§ **GIVEN EXERCISE 1**
Write out the bounding-box rows again, requests included, starting at the first row and ending at the line that contains "top-left (412, 282), bottom-right (448, 315)". Raise every coordinate in the answer boxes by 17, and leave the requests and their format samples as they are.

═════ EXTRACTED TEXT ═════

RFC: New criteria for commit access

Hi,

I would like to propose we add some new criteria for obtaining and retaining commit access:

This proposal has been updated: v2 v3 v4.

* A user must have 10 commits merged to main before they are granted commit access.
* A user must have at least 10 commits in the past 12 months to retain commit access (This would be enforced monthly).

I prefer having 10 be the threshold, but would not necessarily be opposed to another number.

The rationale for proposing this change is that commit access on GitHub comes with a lot of other privileges, including but not limited to:

  • Uploading releases to the release page.
  • Viewing repository secrets.
  • Running and modifying GitHub Actions workflows.
  • Publishing packages, including container images.

It’s important that we can trust people with these kinds of privileges to ensure that our project’s software supply chain is secure. I think limiting commit access to only active contributors will significantly cut down on the risk of a bad actor obtaining commit access and compromising the project in some way.

Currently, there are 1789 users with commit access to the llvm-project repo. If we were to implement this policy we would revoke commit access from 1234 people leaving us with 555 committers.

Along with this proposal, I would like to also change the way users request commit access so we can automate checking their total number of commits. Instead of having users email @clattner directly, they would file a GitHub issue with the commit-access label and we would have an GitHub Action job to verify that they were eligible. Chris would then review the ticket and give them commit access if they qualified. I think this process would be preferable to having Chris manually look up the number of commits for each request.

It’s important to balance project security with being welcoming to newcomers, but I think that commit access for new or less frequent contributors is much less necessary now that we are using GitHub pull requests. It’s very easy (just one click on the web UI) to push a commit on someone else’s behalf, which was not the case when we were using Phabricator. So, I don’t think this change will impose any significant burden on new or infrequent contributors.

(edit: Had to slightly decrease the number of committers who qualify under these rules from 574 to 555 due to a typo in my query: git shortlog -sn --branches=origin/main --after="15 Jan 2023")

═════ DATA ROWS ═════

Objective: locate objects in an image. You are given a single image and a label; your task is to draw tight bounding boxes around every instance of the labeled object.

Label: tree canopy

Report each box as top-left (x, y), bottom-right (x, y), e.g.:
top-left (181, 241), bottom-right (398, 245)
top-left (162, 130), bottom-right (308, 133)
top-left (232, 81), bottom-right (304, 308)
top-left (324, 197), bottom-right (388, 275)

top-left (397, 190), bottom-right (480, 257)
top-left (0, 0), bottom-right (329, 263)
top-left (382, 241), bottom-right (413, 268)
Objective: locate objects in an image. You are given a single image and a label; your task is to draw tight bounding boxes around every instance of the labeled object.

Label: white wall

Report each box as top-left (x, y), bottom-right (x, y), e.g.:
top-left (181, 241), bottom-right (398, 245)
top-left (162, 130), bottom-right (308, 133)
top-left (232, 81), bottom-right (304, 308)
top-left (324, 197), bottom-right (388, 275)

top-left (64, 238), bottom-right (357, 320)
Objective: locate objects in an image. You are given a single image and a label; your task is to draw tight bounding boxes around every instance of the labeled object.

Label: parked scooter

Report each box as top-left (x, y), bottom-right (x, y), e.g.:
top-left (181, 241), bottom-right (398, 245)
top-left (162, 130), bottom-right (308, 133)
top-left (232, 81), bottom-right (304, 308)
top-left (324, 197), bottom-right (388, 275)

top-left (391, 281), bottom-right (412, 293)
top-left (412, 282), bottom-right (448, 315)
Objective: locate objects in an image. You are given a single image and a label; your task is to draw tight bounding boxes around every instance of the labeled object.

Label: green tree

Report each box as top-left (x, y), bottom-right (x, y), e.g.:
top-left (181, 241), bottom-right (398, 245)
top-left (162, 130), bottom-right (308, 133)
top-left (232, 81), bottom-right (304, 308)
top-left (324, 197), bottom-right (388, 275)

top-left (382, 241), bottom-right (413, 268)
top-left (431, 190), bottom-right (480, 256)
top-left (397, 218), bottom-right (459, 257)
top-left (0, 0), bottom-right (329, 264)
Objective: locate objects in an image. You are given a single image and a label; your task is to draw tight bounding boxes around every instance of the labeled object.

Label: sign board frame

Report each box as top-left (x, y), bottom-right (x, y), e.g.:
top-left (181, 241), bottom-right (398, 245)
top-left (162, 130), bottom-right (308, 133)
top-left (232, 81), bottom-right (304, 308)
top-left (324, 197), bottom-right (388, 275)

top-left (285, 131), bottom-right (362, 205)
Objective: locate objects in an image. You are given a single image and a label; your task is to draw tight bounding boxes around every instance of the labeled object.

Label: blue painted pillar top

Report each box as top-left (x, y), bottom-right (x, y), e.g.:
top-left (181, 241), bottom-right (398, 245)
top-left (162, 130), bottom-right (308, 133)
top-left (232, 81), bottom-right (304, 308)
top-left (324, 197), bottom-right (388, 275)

═════

§ **GIVEN EXERCISE 2**
Copy the forum post on commit access word for word, starting at "I would like to propose" and ending at "to another number.".

§ **FULL SOLUTION 1**
Objective: locate objects in an image. You are given a single image and a label; your task is to draw tight bounding boxes around every instance of the labeled object.

Label: tree canopy

Report each box as top-left (x, y), bottom-right (x, y), e.g.:
top-left (181, 241), bottom-right (398, 245)
top-left (162, 130), bottom-right (308, 133)
top-left (232, 81), bottom-right (304, 308)
top-left (324, 197), bottom-right (388, 275)

top-left (414, 207), bottom-right (497, 274)
top-left (17, 17), bottom-right (346, 280)
top-left (399, 258), bottom-right (430, 285)
Objective: locate objects in an image. You are given a single image and a label; your task is to draw tight bounding boxes around every instance of the labeled object.

Label: white wall

Report each box as top-left (x, y), bottom-right (x, y), e.g.:
top-left (181, 241), bottom-right (398, 245)
top-left (162, 130), bottom-right (308, 133)
top-left (232, 81), bottom-right (304, 308)
top-left (324, 197), bottom-right (388, 275)

top-left (81, 255), bottom-right (374, 337)
Objective: locate objects in an image. You are given a single image and a label; your task is to draw tight bounding boxes around every instance of the labeled object.

Label: parked scooter

Report each box as top-left (x, y), bottom-right (x, y), e.g.:
top-left (181, 241), bottom-right (398, 245)
top-left (162, 130), bottom-right (308, 133)
top-left (232, 81), bottom-right (304, 308)
top-left (324, 197), bottom-right (388, 275)

top-left (408, 298), bottom-right (429, 310)
top-left (429, 299), bottom-right (465, 332)

§ **FULL SOLUTION 2**
I would like to propose we add some new criteria for obtaining and retaining commit access:

This proposal has been updated: v2 v3 v4.

* A user must have 10 commits merged to main before they are granted commit access.
* A user must have at least 10 commits in the past 12 months to retain commit access (This would be enforced monthly).

I prefer having 10 be the threshold, but would not necessarily be opposed to another number.